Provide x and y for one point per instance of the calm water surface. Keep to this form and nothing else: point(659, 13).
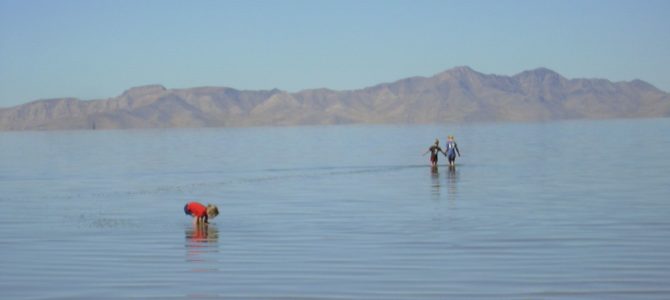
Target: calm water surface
point(563, 210)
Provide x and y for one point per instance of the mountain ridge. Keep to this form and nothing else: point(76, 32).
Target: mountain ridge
point(460, 94)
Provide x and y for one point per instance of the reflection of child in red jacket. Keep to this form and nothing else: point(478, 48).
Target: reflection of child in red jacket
point(200, 212)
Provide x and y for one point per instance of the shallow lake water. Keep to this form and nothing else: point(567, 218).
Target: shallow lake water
point(561, 210)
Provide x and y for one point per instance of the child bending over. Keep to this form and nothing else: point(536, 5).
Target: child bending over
point(201, 213)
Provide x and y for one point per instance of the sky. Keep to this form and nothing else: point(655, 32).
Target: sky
point(96, 49)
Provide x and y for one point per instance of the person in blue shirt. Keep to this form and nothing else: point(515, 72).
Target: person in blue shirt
point(452, 150)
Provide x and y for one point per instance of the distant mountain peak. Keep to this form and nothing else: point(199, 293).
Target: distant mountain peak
point(143, 90)
point(460, 94)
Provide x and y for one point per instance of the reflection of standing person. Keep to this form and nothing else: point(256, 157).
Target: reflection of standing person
point(434, 150)
point(452, 149)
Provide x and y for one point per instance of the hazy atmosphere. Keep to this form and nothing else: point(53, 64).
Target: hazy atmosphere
point(98, 49)
point(343, 150)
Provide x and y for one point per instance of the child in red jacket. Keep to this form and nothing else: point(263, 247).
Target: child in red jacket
point(200, 212)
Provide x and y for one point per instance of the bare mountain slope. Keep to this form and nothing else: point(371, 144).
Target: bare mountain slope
point(457, 95)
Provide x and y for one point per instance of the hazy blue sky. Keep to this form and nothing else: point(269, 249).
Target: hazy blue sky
point(93, 49)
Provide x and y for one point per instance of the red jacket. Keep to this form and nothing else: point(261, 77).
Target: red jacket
point(196, 209)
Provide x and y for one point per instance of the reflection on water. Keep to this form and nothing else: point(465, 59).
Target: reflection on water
point(452, 183)
point(435, 178)
point(201, 245)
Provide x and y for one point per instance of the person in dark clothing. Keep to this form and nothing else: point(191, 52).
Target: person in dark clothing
point(452, 150)
point(434, 150)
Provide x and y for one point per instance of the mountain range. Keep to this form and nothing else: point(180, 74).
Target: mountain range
point(456, 95)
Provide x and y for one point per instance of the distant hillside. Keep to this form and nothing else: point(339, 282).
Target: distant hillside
point(457, 95)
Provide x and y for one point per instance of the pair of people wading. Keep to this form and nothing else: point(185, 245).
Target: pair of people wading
point(452, 150)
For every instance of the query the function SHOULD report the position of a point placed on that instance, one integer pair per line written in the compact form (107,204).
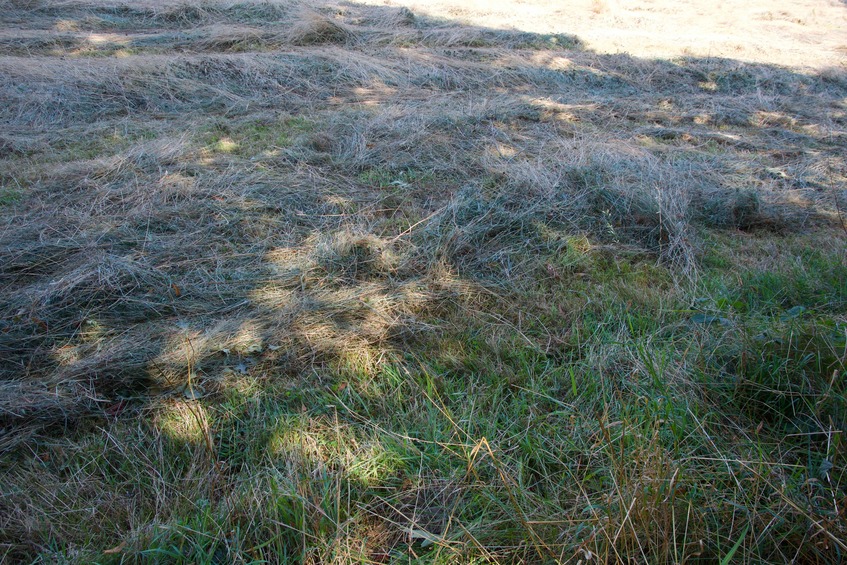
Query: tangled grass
(344,283)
* * * *
**YOUR TASK:** Reproduce the stretch from the start of the records through the line containing "point(201, 213)", replacing "Target" with "Object" and leaving everything else unchanged. Omit the pictures from your answer.

**FINAL RESULT:**
Provide x and y for one point per instance of the calm water surface. Keep to this form and nothing else: point(659, 13).
Object: calm water surface
point(563, 210)
Provide x and y for one point per instance of the mountain ridge. Keep to this form and nothing else: point(76, 32).
Object: mountain ridge
point(460, 94)
Provide x and y for one point per instance of the reflection of child in red jacket. Keep to this form and nothing else: point(478, 48).
Object: reflection of child in red jacket
point(200, 212)
Provide x and y for one point per instance of the shallow lake water. Keep to this form and nothing else: point(567, 218).
Object: shallow lake water
point(561, 210)
Provide x and y for one point per instance of the child bending over. Keep to this form and nothing else: point(536, 5).
Object: child bending over
point(201, 213)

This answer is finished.